Aufgaben:
[1] Beantworte diese Fragen zum Artikel über Marcel Mähnert kurz:
(a) Wie alt ist Marcel Mähnert?
(b) Wie lange waren die Jugendlichen damit beschäftigt, den Schnee platt zu treten?
(c) In welcher Jugend hat sich Mähnert wieder in einem Verein angemeldet?
[2] Fasse den Absatz im Artikel über Marcel Mähnert, der mit „So war das eben damals“ beginnt, als kurze Liste zusammen. Die wichtigsten Fakten sollen erhalten bleiben.

Fast 450 Spiele hat Marcel Mähnert mittlerweile für den SV 09 Staßfurt absolviert.

Von Enrico Joo 02.09.2016, 23:01

Staßfurt l  Der Dauerbrenner ist ein Vorbild in Sachen Kampfkraft, Einsatz und Willen. Das hat er auch auf der Straße gelernt. Wie alt Marcel Mähnert war? Das weiß er wirklich nicht mehr so genau. „Vielleicht 14 oder 15?“, sagt er. Dafür kann sich der 29-jährige Fußballer vom Landesklasse-Team SV 09 Staßfurt noch ganz genau an die Szene an sich erinnern. Der kleine Marcel wollte Fußball spielen auf dem Sportplatz in Neundorf, einfach kicken. So wie jeden Tag. Das Problem: Es war Winter. Es lag Schnee. Sehr viel Schnee. Fußball spielen wollten die Jugendlichen trotzdem. „Zwei Stunden waren wir mit Schnee platt treten beschäftigt. Dann haben wir eine Stunde Fußball gespielt und dann war es dunkel.“ Er lacht. Aufwand und Nutzen standen im krassen Missverhältnis.

So war das eben damals. Da wurde gegen Dosen gekickt manchmal. Mähnert war jeden Tag draußen. Er war Straßenfußballer, so bezeichnet er sich selbst im Nachhinein. Vielleicht einer der letzten. Denn in einem Verein hat er in der Zeit nicht gespielt. „Bis zur D-Jugend habe ich in Neundorf gespielt“, erzählt Mähnert. Dann meldete er sich ab. Weil er keinen mehr kannte. Die Leidenschaft für Fußball aber blieb. Jeden Tag auf Achse. Bis es dunkel wird gegen das Leder treten. Das hat geprägt. Über vier Jahre kickte er ohne Regeln, nur aus Spaß an der Freude. Erst in der A-Jugend hatte sich Mähnert wieder in einem Verein angemeldet. Das war der SV 09 Staßfurt, in dem er heute noch spielt. „Der Wiedereinstieg ist mir leicht gefallen“, sagt er heute.

Gegebene Angaben:
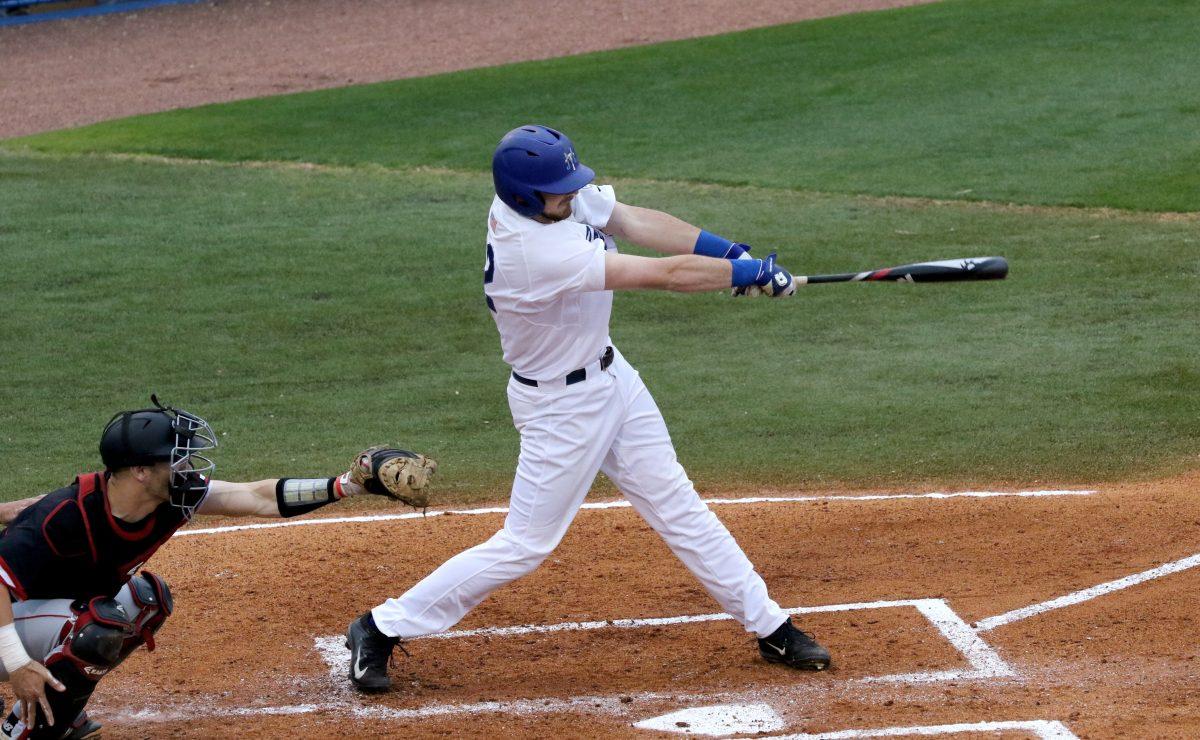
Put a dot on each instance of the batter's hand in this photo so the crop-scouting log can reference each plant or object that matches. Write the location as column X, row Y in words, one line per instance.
column 773, row 280
column 745, row 289
column 396, row 474
column 29, row 684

Lösungen:
[1]
(a) 29 Jahre
(b) Zwei Stunden
(c) In der A-Jugend

[2]
- Damals wurde manchmal gegen Dosen gekickt, und Mähnert war jeden Tag draußen.
- Im Nachhinein nennt er sich selbst einen Straßenfußballer, vielleicht einen der letzten.
- Bis zur D-Jugend spielte er in Neundorf. Dann meldete er sich ab, weil er keinen mehr kannte.
- Die Leidenschaft für Fußball blieb. Über vier Jahre kickte er täglich bis zur Dunkelheit, ohne Regeln und nur aus Spaß.
- Erst in der A-Jugend meldete er sich wieder in einem Verein an, beim SV 09 Staßfurt, wo er heute noch spielt.
- Der Wiedereinstieg ist ihm nach eigener Aussage leicht gefallen.